Set down exactly the lines below between the line holding "bird's head, and" and the line holding "bird's claw, and", inclusive; no other line belongs in the answer.
Start of Data for analysis
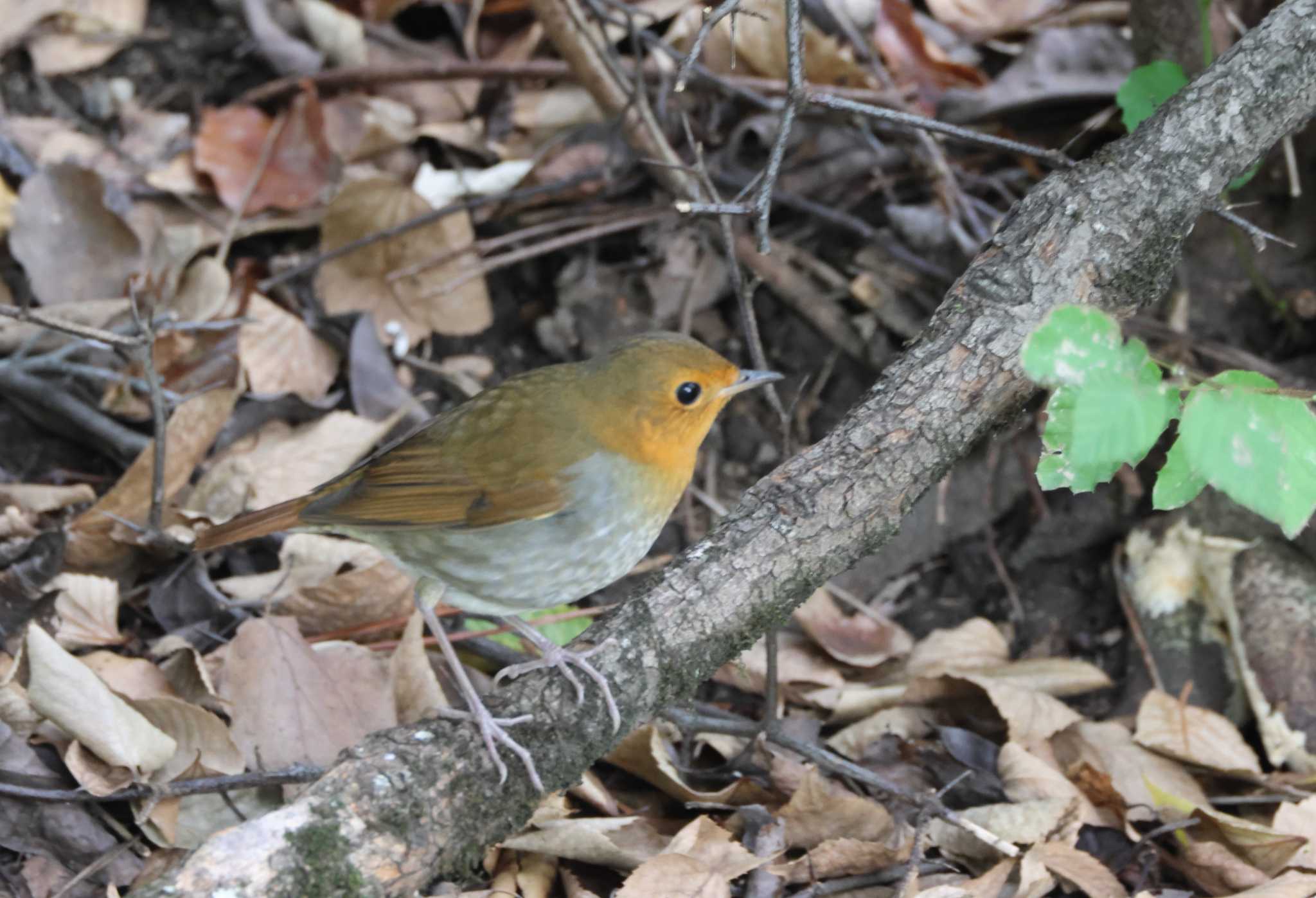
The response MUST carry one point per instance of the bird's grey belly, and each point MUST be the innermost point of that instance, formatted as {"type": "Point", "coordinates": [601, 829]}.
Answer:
{"type": "Point", "coordinates": [536, 564]}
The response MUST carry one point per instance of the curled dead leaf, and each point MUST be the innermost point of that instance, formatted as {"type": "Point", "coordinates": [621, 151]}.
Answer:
{"type": "Point", "coordinates": [361, 281]}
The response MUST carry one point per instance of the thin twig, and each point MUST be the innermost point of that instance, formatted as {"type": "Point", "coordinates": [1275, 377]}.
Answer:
{"type": "Point", "coordinates": [64, 325]}
{"type": "Point", "coordinates": [96, 426]}
{"type": "Point", "coordinates": [251, 780]}
{"type": "Point", "coordinates": [147, 353]}
{"type": "Point", "coordinates": [420, 222]}
{"type": "Point", "coordinates": [923, 123]}
{"type": "Point", "coordinates": [794, 100]}
{"type": "Point", "coordinates": [724, 10]}
{"type": "Point", "coordinates": [544, 248]}
{"type": "Point", "coordinates": [734, 726]}
{"type": "Point", "coordinates": [98, 865]}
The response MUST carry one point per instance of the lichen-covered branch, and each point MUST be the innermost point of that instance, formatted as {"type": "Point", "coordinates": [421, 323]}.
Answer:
{"type": "Point", "coordinates": [420, 802]}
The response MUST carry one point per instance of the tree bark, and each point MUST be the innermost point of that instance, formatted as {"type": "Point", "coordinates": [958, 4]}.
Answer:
{"type": "Point", "coordinates": [419, 802]}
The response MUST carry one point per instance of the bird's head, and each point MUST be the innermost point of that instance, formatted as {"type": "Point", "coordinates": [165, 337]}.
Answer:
{"type": "Point", "coordinates": [655, 397]}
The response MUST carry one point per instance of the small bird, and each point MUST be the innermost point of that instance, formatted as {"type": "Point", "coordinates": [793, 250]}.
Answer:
{"type": "Point", "coordinates": [533, 493]}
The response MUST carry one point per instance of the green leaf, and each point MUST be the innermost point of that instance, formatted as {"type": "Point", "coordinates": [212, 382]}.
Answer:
{"type": "Point", "coordinates": [1241, 181]}
{"type": "Point", "coordinates": [1146, 89]}
{"type": "Point", "coordinates": [1256, 448]}
{"type": "Point", "coordinates": [1072, 344]}
{"type": "Point", "coordinates": [560, 631]}
{"type": "Point", "coordinates": [1110, 404]}
{"type": "Point", "coordinates": [1177, 483]}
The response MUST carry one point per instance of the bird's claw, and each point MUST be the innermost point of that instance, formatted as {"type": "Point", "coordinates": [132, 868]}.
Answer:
{"type": "Point", "coordinates": [492, 731]}
{"type": "Point", "coordinates": [562, 659]}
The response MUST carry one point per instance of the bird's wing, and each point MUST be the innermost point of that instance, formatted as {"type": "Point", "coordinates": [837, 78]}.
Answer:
{"type": "Point", "coordinates": [479, 467]}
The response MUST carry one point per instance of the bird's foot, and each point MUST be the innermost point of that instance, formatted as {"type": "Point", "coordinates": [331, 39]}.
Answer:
{"type": "Point", "coordinates": [564, 659]}
{"type": "Point", "coordinates": [494, 732]}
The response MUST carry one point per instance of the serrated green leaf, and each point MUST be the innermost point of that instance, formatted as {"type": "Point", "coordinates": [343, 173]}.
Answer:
{"type": "Point", "coordinates": [1072, 343]}
{"type": "Point", "coordinates": [1175, 483]}
{"type": "Point", "coordinates": [1146, 89]}
{"type": "Point", "coordinates": [1091, 431]}
{"type": "Point", "coordinates": [1258, 449]}
{"type": "Point", "coordinates": [560, 631]}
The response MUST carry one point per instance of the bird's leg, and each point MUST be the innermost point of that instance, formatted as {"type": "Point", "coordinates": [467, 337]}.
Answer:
{"type": "Point", "coordinates": [560, 658]}
{"type": "Point", "coordinates": [491, 728]}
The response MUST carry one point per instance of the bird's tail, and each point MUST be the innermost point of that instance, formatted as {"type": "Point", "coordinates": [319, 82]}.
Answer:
{"type": "Point", "coordinates": [253, 525]}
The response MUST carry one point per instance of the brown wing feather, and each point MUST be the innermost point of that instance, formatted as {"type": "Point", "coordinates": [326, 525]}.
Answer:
{"type": "Point", "coordinates": [481, 465]}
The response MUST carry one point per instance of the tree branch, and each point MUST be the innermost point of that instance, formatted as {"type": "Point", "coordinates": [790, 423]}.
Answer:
{"type": "Point", "coordinates": [419, 802]}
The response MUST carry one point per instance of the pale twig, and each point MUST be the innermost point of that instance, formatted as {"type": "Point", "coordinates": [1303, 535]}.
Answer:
{"type": "Point", "coordinates": [420, 222]}
{"type": "Point", "coordinates": [36, 316]}
{"type": "Point", "coordinates": [724, 10]}
{"type": "Point", "coordinates": [147, 353]}
{"type": "Point", "coordinates": [923, 123]}
{"type": "Point", "coordinates": [794, 99]}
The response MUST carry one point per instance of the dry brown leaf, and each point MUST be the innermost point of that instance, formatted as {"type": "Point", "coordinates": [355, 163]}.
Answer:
{"type": "Point", "coordinates": [42, 498]}
{"type": "Point", "coordinates": [89, 610]}
{"type": "Point", "coordinates": [1219, 869]}
{"type": "Point", "coordinates": [972, 645]}
{"type": "Point", "coordinates": [990, 884]}
{"type": "Point", "coordinates": [191, 429]}
{"type": "Point", "coordinates": [203, 291]}
{"type": "Point", "coordinates": [360, 281]}
{"type": "Point", "coordinates": [202, 738]}
{"type": "Point", "coordinates": [99, 30]}
{"type": "Point", "coordinates": [903, 722]}
{"type": "Point", "coordinates": [1299, 820]}
{"type": "Point", "coordinates": [619, 841]}
{"type": "Point", "coordinates": [66, 692]}
{"type": "Point", "coordinates": [295, 705]}
{"type": "Point", "coordinates": [281, 461]}
{"type": "Point", "coordinates": [1031, 715]}
{"type": "Point", "coordinates": [1027, 777]}
{"type": "Point", "coordinates": [821, 810]}
{"type": "Point", "coordinates": [856, 639]}
{"type": "Point", "coordinates": [1292, 884]}
{"type": "Point", "coordinates": [94, 775]}
{"type": "Point", "coordinates": [650, 756]}
{"type": "Point", "coordinates": [1193, 733]}
{"type": "Point", "coordinates": [714, 847]}
{"type": "Point", "coordinates": [1261, 846]}
{"type": "Point", "coordinates": [300, 168]}
{"type": "Point", "coordinates": [281, 355]}
{"type": "Point", "coordinates": [61, 207]}
{"type": "Point", "coordinates": [837, 858]}
{"type": "Point", "coordinates": [190, 677]}
{"type": "Point", "coordinates": [674, 876]}
{"type": "Point", "coordinates": [1035, 880]}
{"type": "Point", "coordinates": [133, 678]}
{"type": "Point", "coordinates": [1110, 748]}
{"type": "Point", "coordinates": [979, 20]}
{"type": "Point", "coordinates": [1083, 871]}
{"type": "Point", "coordinates": [359, 127]}
{"type": "Point", "coordinates": [328, 584]}
{"type": "Point", "coordinates": [1024, 823]}
{"type": "Point", "coordinates": [413, 679]}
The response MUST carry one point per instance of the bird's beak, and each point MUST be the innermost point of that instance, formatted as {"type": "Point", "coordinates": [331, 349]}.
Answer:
{"type": "Point", "coordinates": [748, 379]}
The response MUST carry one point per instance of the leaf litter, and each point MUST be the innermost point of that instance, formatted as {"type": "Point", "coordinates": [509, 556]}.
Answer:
{"type": "Point", "coordinates": [130, 664]}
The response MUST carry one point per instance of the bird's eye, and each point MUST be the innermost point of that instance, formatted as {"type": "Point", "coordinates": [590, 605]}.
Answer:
{"type": "Point", "coordinates": [688, 393]}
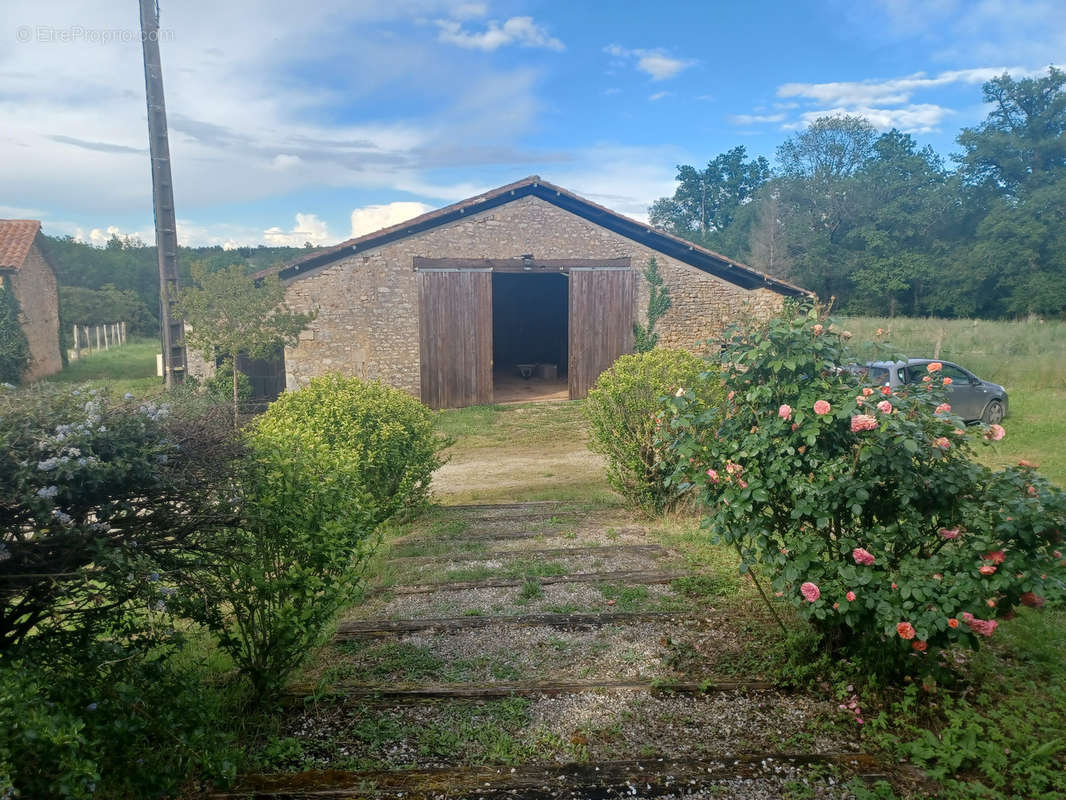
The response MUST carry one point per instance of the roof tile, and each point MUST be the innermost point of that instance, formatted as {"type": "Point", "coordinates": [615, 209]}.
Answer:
{"type": "Point", "coordinates": [16, 238]}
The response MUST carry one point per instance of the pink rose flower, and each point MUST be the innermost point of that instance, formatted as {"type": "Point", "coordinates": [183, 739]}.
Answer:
{"type": "Point", "coordinates": [862, 557]}
{"type": "Point", "coordinates": [985, 627]}
{"type": "Point", "coordinates": [1031, 600]}
{"type": "Point", "coordinates": [862, 422]}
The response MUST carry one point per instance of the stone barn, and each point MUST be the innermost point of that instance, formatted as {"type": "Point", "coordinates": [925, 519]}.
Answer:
{"type": "Point", "coordinates": [521, 292]}
{"type": "Point", "coordinates": [23, 267]}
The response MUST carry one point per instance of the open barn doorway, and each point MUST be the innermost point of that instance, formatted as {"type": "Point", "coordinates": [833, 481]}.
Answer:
{"type": "Point", "coordinates": [530, 336]}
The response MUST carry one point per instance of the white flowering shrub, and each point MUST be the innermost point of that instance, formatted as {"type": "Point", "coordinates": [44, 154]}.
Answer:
{"type": "Point", "coordinates": [97, 495]}
{"type": "Point", "coordinates": [867, 508]}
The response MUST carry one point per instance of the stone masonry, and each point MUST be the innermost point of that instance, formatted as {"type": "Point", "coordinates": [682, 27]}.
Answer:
{"type": "Point", "coordinates": [37, 293]}
{"type": "Point", "coordinates": [367, 304]}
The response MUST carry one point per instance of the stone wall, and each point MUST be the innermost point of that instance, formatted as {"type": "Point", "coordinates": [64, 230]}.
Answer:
{"type": "Point", "coordinates": [37, 294]}
{"type": "Point", "coordinates": [367, 304]}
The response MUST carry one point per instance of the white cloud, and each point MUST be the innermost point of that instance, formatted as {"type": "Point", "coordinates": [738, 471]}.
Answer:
{"type": "Point", "coordinates": [756, 118]}
{"type": "Point", "coordinates": [893, 91]}
{"type": "Point", "coordinates": [625, 178]}
{"type": "Point", "coordinates": [917, 118]}
{"type": "Point", "coordinates": [369, 219]}
{"type": "Point", "coordinates": [99, 237]}
{"type": "Point", "coordinates": [285, 161]}
{"type": "Point", "coordinates": [968, 30]}
{"type": "Point", "coordinates": [469, 11]}
{"type": "Point", "coordinates": [657, 63]}
{"type": "Point", "coordinates": [243, 123]}
{"type": "Point", "coordinates": [515, 31]}
{"type": "Point", "coordinates": [885, 102]}
{"type": "Point", "coordinates": [308, 228]}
End of Data for analysis
▸ Expected answer
The response MUST carry one point per instance of the bird's head, and each point MUST be the innermost point of that instance, formatted as {"type": "Point", "coordinates": [165, 337]}.
Answer:
{"type": "Point", "coordinates": [655, 397]}
The response MUST carry one point per instance of the small bird, and each point MUST be the innermost point of that instance, formatted as {"type": "Point", "coordinates": [793, 250]}.
Answer:
{"type": "Point", "coordinates": [533, 493]}
The response MUST carry one point per instance of the green leaf, and each point MUST be the innermost point of that instance, formatted as {"type": "Point", "coordinates": [212, 382]}.
Answer:
{"type": "Point", "coordinates": [1241, 181]}
{"type": "Point", "coordinates": [1146, 89]}
{"type": "Point", "coordinates": [1256, 448]}
{"type": "Point", "coordinates": [1072, 344]}
{"type": "Point", "coordinates": [560, 631]}
{"type": "Point", "coordinates": [1110, 404]}
{"type": "Point", "coordinates": [1177, 483]}
The response MUST carry one point per instance of the bird's claw, and each point MUST be the innermost point of that instance, formatted as {"type": "Point", "coordinates": [132, 868]}.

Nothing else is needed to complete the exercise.